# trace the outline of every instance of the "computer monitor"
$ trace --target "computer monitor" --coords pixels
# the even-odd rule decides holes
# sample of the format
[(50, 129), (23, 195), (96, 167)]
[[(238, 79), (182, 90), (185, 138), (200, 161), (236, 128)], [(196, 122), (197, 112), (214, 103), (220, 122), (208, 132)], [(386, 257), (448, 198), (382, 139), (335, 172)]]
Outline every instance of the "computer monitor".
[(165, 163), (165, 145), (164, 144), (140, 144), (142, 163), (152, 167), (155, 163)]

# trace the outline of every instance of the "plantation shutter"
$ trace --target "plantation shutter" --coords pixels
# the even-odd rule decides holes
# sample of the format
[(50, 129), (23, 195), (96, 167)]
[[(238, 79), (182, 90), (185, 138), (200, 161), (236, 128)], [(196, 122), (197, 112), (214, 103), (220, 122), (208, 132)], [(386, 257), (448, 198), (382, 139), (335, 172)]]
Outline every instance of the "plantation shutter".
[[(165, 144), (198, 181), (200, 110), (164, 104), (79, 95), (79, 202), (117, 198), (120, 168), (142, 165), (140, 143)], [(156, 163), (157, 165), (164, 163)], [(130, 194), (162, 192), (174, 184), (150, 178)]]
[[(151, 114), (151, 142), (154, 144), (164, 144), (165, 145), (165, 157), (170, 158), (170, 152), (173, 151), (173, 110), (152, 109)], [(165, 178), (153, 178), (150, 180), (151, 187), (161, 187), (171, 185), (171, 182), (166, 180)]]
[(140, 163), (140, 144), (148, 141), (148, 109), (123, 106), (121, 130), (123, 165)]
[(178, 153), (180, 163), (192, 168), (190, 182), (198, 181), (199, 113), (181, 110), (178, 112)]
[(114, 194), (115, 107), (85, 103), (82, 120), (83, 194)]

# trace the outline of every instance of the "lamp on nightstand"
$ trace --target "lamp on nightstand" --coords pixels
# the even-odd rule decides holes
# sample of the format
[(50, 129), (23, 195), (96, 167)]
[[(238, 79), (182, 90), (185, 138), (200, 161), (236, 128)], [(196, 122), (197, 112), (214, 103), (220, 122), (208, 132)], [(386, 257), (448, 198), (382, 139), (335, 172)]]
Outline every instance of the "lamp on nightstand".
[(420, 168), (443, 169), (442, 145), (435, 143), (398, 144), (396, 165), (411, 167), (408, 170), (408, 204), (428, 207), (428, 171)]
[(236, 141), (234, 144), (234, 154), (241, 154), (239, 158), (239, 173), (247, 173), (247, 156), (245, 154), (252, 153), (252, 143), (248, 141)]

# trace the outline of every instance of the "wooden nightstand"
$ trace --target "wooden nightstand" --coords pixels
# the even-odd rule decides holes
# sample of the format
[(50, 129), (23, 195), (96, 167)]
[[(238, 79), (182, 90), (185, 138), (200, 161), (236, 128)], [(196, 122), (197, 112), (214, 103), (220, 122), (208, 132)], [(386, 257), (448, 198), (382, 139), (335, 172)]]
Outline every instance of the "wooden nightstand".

□ □ □ □ □

Exercise details – Recast every line of the entries above as a Markdown table with the columns Row and Line. Number the rows in order and leave out blank lines.

Reply –
| Row | Line |
|---|---|
| 1 | # trace the outline of every instance of the "computer monitor" |
| 2 | $ trace --target "computer monitor" --coords pixels |
| 3 | # the even-odd rule decides holes |
| 4 | # sample of the format |
| 5 | [(50, 129), (23, 195), (96, 167)] |
| 6 | [[(238, 79), (182, 90), (185, 138), (200, 161), (236, 128)], [(196, 122), (197, 112), (214, 103), (220, 122), (208, 132)], [(386, 257), (448, 198), (382, 139), (335, 172)]] |
| 7 | Outline every instance of the "computer monitor". |
| 8 | [(165, 163), (165, 145), (164, 144), (140, 144), (142, 163), (152, 167), (155, 163)] |
| 9 | # trace the outline of every instance of the "plantation shutter" |
| 10 | $ trace --target "plantation shutter" --coords pixels |
| 11 | # the even-odd rule decides holes |
| 12 | # sample of the format |
| 13 | [(50, 129), (23, 195), (96, 167)] |
| 14 | [[(238, 79), (182, 90), (185, 138), (200, 161), (236, 128)], [(196, 122), (197, 112), (214, 103), (220, 122), (208, 132)], [(386, 257), (448, 198), (382, 139), (335, 172)]] |
| 15 | Outline every instance of the "plantation shutter". |
| 16 | [[(165, 144), (198, 181), (200, 110), (164, 104), (79, 95), (79, 202), (117, 198), (120, 168), (142, 165), (140, 143)], [(156, 163), (157, 165), (164, 163)], [(130, 194), (162, 192), (174, 184), (150, 178)]] |
| 17 | [[(151, 114), (151, 142), (154, 144), (164, 144), (165, 145), (165, 157), (170, 158), (170, 152), (173, 151), (173, 110), (152, 109)], [(165, 178), (153, 178), (150, 180), (151, 187), (161, 187), (171, 185), (171, 182), (166, 180)]] |
| 18 | [(140, 163), (140, 144), (148, 141), (148, 109), (123, 106), (121, 130), (123, 165)] |
| 19 | [(178, 153), (180, 163), (192, 168), (190, 182), (198, 181), (199, 113), (181, 110), (178, 112)] |
| 20 | [(114, 194), (115, 107), (85, 103), (82, 120), (83, 194)] |
| 21 | # trace the outline of every instance of the "lamp on nightstand" |
| 22 | $ trace --target "lamp on nightstand" --coords pixels |
| 23 | # the even-odd rule decides holes |
| 24 | # sample of the format |
| 25 | [(50, 129), (23, 195), (96, 167)] |
| 26 | [[(238, 79), (182, 90), (185, 138), (200, 161), (236, 128)], [(196, 122), (197, 112), (214, 103), (220, 122), (208, 132)], [(386, 257), (448, 198), (382, 139), (335, 172)]] |
| 27 | Outline every instance of the "lamp on nightstand". |
| 28 | [(420, 168), (443, 169), (442, 145), (435, 143), (398, 144), (396, 165), (411, 167), (408, 170), (408, 204), (428, 207), (428, 171)] |
| 29 | [(236, 141), (234, 144), (234, 154), (241, 154), (239, 158), (239, 173), (247, 173), (247, 156), (245, 154), (252, 153), (252, 143), (248, 141)] |
| 30 | # trace the outline of every instance of the "wooden nightstand" |
| 31 | $ trace --target "wooden nightstand" --coords pixels |
| 32 | # the even-odd rule decides holes |
| 33 | # sample of the format |
| 34 | [(50, 129), (23, 195), (96, 167)] |
| 35 | [[(238, 79), (182, 90), (185, 138), (200, 161), (236, 128)], [(196, 122), (197, 112), (214, 103), (220, 122), (208, 132)], [(386, 257), (448, 198), (382, 139), (335, 172)]] |
| 36 | Outline every instance of the "wooden nightstand". |